Every line below should be repeated exactly.
═════ Provided data ═════
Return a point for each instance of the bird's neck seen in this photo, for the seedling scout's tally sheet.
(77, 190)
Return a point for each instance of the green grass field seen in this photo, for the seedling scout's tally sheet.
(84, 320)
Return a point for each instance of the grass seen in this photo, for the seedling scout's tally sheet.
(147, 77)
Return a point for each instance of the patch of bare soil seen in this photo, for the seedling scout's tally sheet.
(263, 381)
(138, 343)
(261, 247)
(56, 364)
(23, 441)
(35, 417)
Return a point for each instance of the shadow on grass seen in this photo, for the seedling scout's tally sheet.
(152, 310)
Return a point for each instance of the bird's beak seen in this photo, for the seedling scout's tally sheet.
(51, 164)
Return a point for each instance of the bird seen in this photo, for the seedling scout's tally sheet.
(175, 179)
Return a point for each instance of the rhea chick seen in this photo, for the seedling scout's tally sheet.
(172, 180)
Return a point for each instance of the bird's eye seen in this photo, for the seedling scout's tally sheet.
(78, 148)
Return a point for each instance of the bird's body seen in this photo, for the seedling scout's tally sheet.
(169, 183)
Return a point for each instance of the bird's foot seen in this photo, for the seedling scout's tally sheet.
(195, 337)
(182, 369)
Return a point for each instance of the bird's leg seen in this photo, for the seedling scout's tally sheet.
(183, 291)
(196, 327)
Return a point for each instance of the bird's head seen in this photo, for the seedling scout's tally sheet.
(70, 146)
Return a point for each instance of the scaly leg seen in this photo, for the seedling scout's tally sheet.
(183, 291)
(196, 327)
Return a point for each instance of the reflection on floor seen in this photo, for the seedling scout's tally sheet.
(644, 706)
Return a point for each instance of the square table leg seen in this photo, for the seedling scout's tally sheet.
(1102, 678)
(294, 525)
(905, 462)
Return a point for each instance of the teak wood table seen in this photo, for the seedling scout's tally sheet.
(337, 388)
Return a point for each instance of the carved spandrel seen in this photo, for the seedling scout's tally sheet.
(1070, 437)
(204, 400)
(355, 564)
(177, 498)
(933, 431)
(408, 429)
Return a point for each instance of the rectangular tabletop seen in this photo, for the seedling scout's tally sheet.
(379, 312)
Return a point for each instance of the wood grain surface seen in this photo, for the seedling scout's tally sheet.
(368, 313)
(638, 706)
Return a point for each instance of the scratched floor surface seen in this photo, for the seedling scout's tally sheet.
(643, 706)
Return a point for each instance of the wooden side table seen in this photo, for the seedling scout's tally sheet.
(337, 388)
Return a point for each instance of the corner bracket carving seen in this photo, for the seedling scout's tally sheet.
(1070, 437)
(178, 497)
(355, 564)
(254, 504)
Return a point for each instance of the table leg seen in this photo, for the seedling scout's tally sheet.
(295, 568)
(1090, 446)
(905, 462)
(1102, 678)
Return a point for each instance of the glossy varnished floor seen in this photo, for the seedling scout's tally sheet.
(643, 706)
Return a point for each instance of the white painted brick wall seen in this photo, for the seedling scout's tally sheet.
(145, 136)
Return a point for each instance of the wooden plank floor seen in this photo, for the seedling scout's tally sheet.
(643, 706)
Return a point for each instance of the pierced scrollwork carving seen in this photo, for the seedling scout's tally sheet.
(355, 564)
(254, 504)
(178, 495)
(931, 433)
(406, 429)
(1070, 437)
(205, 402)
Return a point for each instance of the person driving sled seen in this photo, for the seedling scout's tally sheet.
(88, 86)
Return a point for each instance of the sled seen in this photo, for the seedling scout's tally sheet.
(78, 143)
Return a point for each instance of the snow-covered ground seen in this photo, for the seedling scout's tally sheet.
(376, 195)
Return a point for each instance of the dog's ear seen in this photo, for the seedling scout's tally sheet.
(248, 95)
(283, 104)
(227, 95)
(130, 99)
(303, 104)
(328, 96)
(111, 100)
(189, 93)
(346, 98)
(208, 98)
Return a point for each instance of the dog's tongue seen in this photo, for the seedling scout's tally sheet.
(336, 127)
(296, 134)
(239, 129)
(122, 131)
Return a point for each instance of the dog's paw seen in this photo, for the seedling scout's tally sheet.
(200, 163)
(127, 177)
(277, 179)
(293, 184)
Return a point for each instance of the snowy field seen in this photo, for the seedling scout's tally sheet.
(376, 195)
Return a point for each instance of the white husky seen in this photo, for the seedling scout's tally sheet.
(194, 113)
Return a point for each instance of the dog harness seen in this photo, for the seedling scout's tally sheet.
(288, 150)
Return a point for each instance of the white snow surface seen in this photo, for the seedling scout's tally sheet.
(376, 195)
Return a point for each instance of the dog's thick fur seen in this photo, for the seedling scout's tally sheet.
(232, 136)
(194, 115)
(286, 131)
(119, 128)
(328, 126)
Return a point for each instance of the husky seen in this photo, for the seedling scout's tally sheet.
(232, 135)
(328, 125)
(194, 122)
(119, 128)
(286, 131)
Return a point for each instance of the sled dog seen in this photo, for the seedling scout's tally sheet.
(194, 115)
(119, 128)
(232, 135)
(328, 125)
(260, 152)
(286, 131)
═════
Complete output:
Return a point for each instance of the bird's neck seen in this photo, for the seedling scout's tally sheet.
(77, 190)
Return a point for each instance of the green grass field seen in this photo, for the seedling scout's tally sheet.
(84, 320)
Return a point for each instance of the grass seen in this photo, for the seedling scout's tally sheet.
(147, 77)
Return a point for each instance of the patch of bare soil seen in this photo, for the seedling scout's tally sheet.
(263, 381)
(138, 343)
(261, 247)
(56, 364)
(23, 441)
(35, 417)
Return a point for each instance of the shadow on grass seen in this photo, for the seedling scout's tally sheet.
(152, 310)
Return a point for each instance of the bird's beak seen in this photo, for the seedling scout's tally sheet.
(51, 164)
Return a point for each instance of the bird seen in this photo, for the seedling scout's tally sheet.
(175, 179)
Return a point for each instance of the rhea chick seen in this photo, for the seedling scout's tally sheet.
(172, 180)
Return a point for each instance of the bird's eye seen in this photo, for the seedling scout's tally sheet.
(78, 148)
Return a point for each instance of the bird's body seen in this photo, for the seedling scout's tally sheet.
(169, 183)
Return a point for each instance of the bird's foot seen in this photo, for the seedling scout's tally sheet.
(195, 337)
(182, 369)
Return a point for each instance of the bird's leg seen in this photo, for the seedling scout's tally sheet.
(183, 291)
(196, 327)
Return a point for each instance of the bird's head seen in this photo, for the seedling scout's tally sheet.
(70, 146)
Return a point for each instance of the scaly leg seen in this photo, for the seedling scout's tally sheet.
(183, 291)
(196, 327)
Return a point for each instance of the reflection on floor seen in this photo, for the seedling scout's tally sheet.
(644, 706)
Return a point for each instance of the square table leg seen in this photo, for the seedling scout's tally sheet.
(1102, 678)
(294, 525)
(905, 462)
Return a point for each instance of the teak wood table seen in this photo, for the seedling scout's tally sheet.
(337, 388)
Return a point for each instance of the carved spandrel seen in this photo, for the seedling scout's tally sheet.
(1070, 437)
(204, 400)
(355, 564)
(177, 498)
(933, 431)
(408, 429)
Return a point for each instance of the rectangular tabletop seen in this photo, for the seedling scout's tally sheet.
(379, 312)
Return a point for each instance of the wood grain surface seen in this photo, for the seedling scout's tally sheet.
(368, 313)
(638, 706)
Return a point for each instance of the scratched floor surface seen in this photo, for the seedling scout's tally sheet.
(643, 706)
Return a point for each instance of the wooden side table seen in this photo, for the seedling scout's tally sheet.
(337, 388)
Return a point for each instance of the corner bracket carving seen in this photo, for the seedling scout's tally sheet.
(1070, 437)
(178, 497)
(355, 564)
(254, 504)
Return a point for each instance of the table leg seen in this photo, for the seedling scout's tally sheet.
(295, 568)
(1090, 446)
(905, 462)
(1102, 678)
Return a point for each instance of the glossy varnished floor seen in this photo, for the seedling scout's tally sheet.
(643, 706)
Return a point for each instance of the white painted brick wall seen in this photo, for the seedling scout's tally sheet.
(145, 136)
Return a point for each instance of the wooden plank floor seen in this photo, for the seedling scout's tally sheet.
(643, 706)
Return a point for each instance of the pierced scrollwork carving seen in this photo, for the seedling scout's tally sheet.
(355, 564)
(254, 504)
(178, 495)
(931, 433)
(406, 429)
(1070, 437)
(205, 402)
Return a point for each instance of the person driving sled seen in this photo, for the seedling scout's tally sheet.
(88, 86)
Return a point for each instance of the sled seen in this photo, for the seedling scout's tally sheet.
(78, 143)
Return a point for each instance of the snow-covered ground seen in this photo, for the seedling scout's tally sheet.
(376, 195)
Return a point for each instance of the dog's ear seen in this photo, for the seedling scout's tally sheet.
(248, 95)
(283, 104)
(227, 95)
(130, 99)
(303, 104)
(328, 96)
(111, 100)
(189, 93)
(346, 98)
(208, 98)
Return a point for each instance of the dog's tongue seen in this photo, for the seedling scout's tally sheet.
(336, 127)
(296, 134)
(239, 129)
(122, 131)
Return a point for each instance of the dog's paw seen in this photo, for the seedling scout's tally sheet.
(200, 163)
(127, 177)
(277, 179)
(293, 184)
Return a point for each instance of the snowy field seen in this photo, for the seedling scout's tally sheet.
(376, 195)
Return a point for each instance of the white husky seen in this photo, for the seedling scout's tally sheet.
(194, 113)
Return a point for each instance of the dog harness seen in this photo, for the seedling scout's tally sheet.
(288, 150)
Return a point for each instance of the white snow surface seen in this photo, for the seedling scout's tally sheet.
(376, 195)
Return a point for each instance of the dog's thick fur seen in this photo, for the seedling scout's tally sheet.
(232, 136)
(194, 115)
(286, 131)
(119, 128)
(328, 126)
Return a point for each instance of the husky seen in this photo, for the seedling scout's tally sheet.
(232, 135)
(328, 125)
(194, 122)
(119, 128)
(286, 131)
Return a point for each instance of the sled dog seen in this photo, for the seedling scout's tally sheet.
(194, 115)
(119, 128)
(232, 135)
(328, 125)
(260, 152)
(286, 131)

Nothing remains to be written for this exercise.